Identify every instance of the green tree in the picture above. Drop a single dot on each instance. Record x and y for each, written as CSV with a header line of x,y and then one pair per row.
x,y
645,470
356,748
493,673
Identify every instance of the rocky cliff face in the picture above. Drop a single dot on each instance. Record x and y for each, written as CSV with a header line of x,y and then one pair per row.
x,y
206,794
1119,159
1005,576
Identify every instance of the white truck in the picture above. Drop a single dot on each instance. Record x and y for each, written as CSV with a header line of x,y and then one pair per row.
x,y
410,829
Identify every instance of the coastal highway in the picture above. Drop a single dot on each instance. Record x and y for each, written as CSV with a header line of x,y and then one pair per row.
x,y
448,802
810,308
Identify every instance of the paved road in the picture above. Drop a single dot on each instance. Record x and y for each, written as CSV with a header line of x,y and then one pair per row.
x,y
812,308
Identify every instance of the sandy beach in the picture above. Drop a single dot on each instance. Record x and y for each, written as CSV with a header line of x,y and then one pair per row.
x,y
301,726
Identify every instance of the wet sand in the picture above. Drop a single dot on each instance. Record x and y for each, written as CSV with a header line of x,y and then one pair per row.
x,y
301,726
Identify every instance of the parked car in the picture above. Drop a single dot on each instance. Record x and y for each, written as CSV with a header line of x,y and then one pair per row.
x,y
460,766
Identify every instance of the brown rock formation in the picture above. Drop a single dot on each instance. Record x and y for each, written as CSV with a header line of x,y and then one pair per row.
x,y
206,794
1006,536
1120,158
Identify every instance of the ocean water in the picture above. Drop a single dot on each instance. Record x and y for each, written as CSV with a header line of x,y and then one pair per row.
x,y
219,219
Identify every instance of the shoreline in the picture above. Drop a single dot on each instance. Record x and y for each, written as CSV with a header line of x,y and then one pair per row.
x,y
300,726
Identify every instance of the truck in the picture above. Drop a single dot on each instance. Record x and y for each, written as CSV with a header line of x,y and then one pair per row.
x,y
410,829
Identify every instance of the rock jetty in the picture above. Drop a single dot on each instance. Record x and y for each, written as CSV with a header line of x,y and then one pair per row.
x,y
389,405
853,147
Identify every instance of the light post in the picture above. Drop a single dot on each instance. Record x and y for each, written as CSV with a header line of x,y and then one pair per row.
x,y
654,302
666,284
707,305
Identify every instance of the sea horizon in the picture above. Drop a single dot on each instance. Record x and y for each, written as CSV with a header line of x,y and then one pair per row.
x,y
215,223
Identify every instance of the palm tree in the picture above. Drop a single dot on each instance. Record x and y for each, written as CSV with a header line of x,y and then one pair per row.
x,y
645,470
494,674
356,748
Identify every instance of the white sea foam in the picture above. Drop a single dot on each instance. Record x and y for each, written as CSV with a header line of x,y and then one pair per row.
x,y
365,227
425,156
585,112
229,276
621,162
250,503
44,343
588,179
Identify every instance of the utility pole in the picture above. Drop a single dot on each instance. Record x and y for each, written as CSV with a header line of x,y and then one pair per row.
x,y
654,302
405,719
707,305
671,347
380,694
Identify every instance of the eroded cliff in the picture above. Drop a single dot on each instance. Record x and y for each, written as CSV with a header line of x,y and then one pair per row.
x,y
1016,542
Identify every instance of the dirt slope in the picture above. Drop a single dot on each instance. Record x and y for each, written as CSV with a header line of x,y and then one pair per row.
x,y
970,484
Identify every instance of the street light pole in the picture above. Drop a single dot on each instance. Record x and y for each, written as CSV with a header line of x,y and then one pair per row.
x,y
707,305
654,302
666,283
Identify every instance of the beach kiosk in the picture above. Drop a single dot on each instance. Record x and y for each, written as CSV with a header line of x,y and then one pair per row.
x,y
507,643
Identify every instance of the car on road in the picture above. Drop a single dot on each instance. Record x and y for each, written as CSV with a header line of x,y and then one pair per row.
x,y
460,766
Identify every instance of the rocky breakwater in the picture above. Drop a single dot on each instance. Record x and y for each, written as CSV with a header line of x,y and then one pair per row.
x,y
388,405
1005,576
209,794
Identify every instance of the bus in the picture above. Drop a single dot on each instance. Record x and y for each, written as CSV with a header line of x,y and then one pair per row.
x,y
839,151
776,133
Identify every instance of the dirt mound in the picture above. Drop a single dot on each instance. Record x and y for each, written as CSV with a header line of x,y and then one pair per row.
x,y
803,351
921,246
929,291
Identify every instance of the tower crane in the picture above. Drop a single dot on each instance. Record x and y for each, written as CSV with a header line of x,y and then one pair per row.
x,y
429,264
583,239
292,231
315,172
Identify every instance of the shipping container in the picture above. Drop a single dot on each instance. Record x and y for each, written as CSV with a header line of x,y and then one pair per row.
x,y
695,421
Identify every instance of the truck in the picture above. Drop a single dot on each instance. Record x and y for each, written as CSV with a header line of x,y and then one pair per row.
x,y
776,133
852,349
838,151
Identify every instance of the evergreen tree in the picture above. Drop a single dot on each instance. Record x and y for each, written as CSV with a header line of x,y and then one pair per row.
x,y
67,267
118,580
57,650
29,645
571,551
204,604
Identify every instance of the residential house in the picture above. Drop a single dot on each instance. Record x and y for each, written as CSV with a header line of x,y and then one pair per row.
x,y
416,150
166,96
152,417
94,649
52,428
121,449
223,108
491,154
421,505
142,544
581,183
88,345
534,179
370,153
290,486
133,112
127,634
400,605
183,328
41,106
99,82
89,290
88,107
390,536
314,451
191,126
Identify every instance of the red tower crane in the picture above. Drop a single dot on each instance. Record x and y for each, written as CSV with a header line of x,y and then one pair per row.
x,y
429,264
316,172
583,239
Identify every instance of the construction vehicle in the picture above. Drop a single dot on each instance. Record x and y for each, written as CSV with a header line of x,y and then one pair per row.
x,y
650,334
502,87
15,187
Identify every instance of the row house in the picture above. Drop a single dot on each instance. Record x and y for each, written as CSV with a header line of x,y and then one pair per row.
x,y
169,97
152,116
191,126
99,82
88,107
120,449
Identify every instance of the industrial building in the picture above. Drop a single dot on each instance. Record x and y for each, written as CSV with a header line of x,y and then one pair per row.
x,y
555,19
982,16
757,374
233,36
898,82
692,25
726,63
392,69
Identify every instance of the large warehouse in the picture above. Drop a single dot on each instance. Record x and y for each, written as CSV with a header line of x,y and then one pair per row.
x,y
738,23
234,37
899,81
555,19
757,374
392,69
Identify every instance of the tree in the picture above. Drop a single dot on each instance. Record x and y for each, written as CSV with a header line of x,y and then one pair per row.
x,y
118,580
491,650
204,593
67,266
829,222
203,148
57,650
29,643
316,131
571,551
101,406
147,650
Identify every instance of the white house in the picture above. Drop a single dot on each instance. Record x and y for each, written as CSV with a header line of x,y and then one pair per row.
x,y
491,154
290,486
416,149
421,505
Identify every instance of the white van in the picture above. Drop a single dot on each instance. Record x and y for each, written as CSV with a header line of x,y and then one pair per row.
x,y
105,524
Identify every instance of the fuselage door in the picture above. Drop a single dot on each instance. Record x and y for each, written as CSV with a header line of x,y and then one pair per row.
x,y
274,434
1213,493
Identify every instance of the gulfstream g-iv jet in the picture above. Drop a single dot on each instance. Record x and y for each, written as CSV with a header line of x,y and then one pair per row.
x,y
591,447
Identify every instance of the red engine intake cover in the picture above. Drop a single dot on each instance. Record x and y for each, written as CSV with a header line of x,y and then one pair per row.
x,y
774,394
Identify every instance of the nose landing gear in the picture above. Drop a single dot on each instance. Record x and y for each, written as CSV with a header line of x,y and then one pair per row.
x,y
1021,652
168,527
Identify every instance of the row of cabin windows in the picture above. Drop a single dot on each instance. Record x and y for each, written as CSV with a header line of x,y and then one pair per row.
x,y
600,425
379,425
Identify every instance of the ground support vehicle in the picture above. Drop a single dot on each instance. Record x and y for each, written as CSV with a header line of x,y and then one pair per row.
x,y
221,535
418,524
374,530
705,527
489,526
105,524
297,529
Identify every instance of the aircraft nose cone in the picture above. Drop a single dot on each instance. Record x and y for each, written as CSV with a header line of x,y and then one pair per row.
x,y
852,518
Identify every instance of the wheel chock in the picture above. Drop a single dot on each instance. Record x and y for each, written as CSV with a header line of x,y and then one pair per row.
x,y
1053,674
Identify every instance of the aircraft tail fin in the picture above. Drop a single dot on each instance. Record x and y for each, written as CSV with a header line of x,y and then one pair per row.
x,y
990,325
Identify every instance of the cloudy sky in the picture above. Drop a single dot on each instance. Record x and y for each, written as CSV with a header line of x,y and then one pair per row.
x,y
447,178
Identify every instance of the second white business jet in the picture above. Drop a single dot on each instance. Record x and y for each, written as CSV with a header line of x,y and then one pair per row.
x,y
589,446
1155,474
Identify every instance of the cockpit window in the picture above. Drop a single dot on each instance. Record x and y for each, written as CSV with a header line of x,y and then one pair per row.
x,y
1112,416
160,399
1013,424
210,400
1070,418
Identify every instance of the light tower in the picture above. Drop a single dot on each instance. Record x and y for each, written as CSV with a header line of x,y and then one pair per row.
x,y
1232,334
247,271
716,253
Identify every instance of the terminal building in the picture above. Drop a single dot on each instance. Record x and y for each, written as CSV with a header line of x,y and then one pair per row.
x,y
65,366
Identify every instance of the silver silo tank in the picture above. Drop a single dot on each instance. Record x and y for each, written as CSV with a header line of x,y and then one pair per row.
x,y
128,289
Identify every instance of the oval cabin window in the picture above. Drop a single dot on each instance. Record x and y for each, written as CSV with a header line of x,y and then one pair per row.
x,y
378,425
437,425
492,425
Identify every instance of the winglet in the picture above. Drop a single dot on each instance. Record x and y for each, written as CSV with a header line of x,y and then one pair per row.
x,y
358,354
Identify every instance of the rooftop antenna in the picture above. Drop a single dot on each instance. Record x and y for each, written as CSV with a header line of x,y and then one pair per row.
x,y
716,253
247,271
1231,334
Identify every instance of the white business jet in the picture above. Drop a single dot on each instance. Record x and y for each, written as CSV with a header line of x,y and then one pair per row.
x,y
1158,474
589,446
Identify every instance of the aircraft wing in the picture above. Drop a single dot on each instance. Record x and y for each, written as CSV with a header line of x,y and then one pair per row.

→ **What you have to do**: Skip all lines ahead of the one containing "Identify every instance of the winglet". Reproduce that line and the remainder of the listing above exactly.

→ **Solution to this problem**:
Identify every instance of the winglet in the picture above. Drop a single dot on each instance. Record x and y for each, written as CSV with a header line of x,y and then one pair per row.
x,y
358,354
Identify every instance of the rooftop antenna in the picture above. Drop a single dot on each instance. Record x and y for each, written as CSV with a header line of x,y and then one pair per row.
x,y
716,253
247,271
1231,334
Identify every instance of the white business jet in the picture above. Drop a single dot on each instance. Record x and y for each, written as CSV with a header line of x,y and then one pair per row.
x,y
1158,474
589,446
Identify every instance of the aircraft wing in the picture above. Drop a single dot on each instance. Record x and y for each, written as CSV with a header line of x,y and then one pair per row.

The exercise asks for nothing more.